> Do this
Starting at the line that contains "Question. The photo above holds the window frame." and ending with the last line of the records below, give those lines as a numbered list, leaving out any blank lines.
start
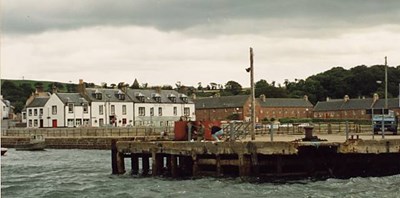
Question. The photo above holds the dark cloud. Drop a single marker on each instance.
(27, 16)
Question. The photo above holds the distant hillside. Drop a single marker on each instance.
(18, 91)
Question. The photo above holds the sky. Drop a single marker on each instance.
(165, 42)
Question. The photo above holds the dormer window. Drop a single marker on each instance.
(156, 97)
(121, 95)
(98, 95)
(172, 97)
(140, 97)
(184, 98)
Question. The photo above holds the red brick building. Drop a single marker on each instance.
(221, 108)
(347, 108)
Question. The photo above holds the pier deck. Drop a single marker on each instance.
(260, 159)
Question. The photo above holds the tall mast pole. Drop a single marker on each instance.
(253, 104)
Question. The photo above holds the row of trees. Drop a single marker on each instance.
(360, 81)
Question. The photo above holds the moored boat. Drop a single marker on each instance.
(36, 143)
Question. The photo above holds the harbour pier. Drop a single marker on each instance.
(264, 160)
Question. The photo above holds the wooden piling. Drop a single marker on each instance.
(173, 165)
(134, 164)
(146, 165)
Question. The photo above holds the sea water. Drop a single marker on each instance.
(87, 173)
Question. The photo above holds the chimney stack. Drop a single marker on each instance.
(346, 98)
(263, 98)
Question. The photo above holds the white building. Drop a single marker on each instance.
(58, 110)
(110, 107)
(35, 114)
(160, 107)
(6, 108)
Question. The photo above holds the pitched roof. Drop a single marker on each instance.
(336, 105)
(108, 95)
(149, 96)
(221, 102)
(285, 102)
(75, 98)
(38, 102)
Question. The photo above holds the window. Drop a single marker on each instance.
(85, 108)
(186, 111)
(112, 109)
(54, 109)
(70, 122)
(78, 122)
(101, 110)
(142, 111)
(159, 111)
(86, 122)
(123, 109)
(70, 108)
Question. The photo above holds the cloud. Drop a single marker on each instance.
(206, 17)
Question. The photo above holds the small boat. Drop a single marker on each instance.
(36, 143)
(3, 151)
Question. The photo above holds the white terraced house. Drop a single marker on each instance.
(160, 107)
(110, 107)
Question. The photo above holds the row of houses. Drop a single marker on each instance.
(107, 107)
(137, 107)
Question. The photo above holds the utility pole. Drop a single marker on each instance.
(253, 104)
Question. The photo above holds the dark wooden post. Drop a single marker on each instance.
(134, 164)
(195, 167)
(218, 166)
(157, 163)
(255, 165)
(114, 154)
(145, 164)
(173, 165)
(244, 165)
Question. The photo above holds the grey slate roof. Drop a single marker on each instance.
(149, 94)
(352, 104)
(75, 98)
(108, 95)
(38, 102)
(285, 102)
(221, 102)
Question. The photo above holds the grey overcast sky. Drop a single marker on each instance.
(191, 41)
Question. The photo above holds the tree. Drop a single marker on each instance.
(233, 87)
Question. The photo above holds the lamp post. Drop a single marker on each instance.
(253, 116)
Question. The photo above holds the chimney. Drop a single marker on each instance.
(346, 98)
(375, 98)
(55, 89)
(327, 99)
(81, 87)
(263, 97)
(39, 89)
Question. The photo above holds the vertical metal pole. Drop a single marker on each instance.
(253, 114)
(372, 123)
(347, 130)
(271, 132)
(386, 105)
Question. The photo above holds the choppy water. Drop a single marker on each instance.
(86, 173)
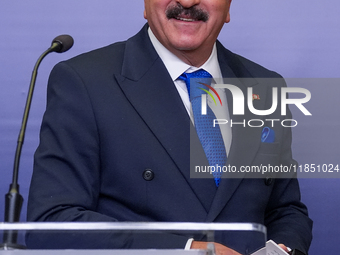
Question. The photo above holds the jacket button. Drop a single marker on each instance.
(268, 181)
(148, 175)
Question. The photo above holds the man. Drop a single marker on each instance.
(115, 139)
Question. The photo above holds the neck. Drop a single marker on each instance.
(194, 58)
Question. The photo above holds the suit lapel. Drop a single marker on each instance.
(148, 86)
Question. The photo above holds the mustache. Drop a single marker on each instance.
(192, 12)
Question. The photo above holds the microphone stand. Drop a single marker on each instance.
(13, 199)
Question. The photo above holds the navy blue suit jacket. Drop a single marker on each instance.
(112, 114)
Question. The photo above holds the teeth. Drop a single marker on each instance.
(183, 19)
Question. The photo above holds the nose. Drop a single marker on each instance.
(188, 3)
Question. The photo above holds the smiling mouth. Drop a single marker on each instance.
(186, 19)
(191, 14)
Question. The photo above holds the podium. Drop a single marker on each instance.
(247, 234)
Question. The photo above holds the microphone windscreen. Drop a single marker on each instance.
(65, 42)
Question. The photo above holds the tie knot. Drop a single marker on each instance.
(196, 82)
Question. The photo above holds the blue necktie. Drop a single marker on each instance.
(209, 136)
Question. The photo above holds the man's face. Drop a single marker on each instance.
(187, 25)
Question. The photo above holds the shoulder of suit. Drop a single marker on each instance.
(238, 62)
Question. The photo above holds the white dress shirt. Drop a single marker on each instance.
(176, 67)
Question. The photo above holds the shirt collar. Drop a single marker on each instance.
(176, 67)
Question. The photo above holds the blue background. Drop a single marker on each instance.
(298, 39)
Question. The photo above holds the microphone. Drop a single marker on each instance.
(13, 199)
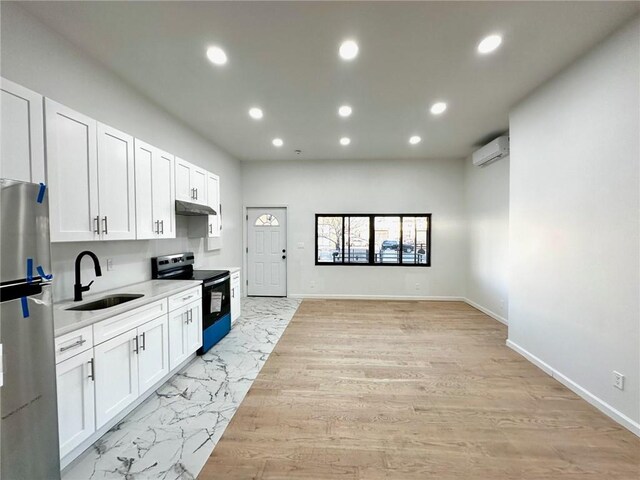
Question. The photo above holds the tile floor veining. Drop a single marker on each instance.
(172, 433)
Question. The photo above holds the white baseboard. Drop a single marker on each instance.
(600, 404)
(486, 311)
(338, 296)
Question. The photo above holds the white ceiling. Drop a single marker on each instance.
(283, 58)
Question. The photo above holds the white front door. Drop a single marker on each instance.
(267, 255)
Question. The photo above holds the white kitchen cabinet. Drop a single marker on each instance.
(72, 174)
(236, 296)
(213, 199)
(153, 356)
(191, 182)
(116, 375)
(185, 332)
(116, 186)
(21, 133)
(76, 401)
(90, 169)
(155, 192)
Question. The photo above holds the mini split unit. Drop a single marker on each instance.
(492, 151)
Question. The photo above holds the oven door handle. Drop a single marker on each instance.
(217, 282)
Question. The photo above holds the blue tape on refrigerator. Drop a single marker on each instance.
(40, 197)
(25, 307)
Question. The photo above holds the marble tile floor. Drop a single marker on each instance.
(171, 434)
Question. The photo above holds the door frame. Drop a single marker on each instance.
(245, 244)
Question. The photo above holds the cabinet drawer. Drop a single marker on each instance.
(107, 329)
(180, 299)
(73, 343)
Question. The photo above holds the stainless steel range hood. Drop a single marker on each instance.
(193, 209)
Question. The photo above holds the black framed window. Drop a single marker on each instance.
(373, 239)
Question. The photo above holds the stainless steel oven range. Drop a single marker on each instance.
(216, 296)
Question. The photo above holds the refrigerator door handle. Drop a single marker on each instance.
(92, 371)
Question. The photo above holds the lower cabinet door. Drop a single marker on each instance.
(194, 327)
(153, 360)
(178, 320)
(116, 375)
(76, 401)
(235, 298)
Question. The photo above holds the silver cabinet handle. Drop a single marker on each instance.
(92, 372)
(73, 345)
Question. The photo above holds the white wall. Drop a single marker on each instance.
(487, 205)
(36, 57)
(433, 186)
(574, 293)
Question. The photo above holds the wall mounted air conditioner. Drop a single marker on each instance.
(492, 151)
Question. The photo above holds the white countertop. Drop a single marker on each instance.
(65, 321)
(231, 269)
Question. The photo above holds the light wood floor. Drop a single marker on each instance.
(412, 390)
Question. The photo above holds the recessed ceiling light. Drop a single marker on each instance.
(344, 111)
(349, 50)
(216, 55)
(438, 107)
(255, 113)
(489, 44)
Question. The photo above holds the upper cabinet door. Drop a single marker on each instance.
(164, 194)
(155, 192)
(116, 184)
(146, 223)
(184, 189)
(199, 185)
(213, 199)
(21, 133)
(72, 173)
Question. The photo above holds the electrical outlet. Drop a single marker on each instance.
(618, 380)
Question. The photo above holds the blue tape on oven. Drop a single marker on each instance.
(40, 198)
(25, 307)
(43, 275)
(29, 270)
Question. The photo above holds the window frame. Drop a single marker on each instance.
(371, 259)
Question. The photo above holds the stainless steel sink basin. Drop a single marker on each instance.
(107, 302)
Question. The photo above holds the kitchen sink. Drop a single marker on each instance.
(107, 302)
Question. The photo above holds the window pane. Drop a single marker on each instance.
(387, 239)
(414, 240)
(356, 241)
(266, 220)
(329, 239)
end
> Written answer
1. Question. The photo above holds the window frame. Drop a single marker on each instance.
2. (371, 259)
3. Question. The photo above holds the stainless steel sink basin. Drop a single marker on each instance.
4. (107, 302)
5. Question. The photo above holds the kitchen sink. Drop a single marker on each instance.
6. (107, 302)
7. Question. The photo above holds the window pane. Drop a single marker on each instance.
8. (387, 239)
9. (414, 240)
10. (356, 241)
11. (266, 220)
12. (329, 239)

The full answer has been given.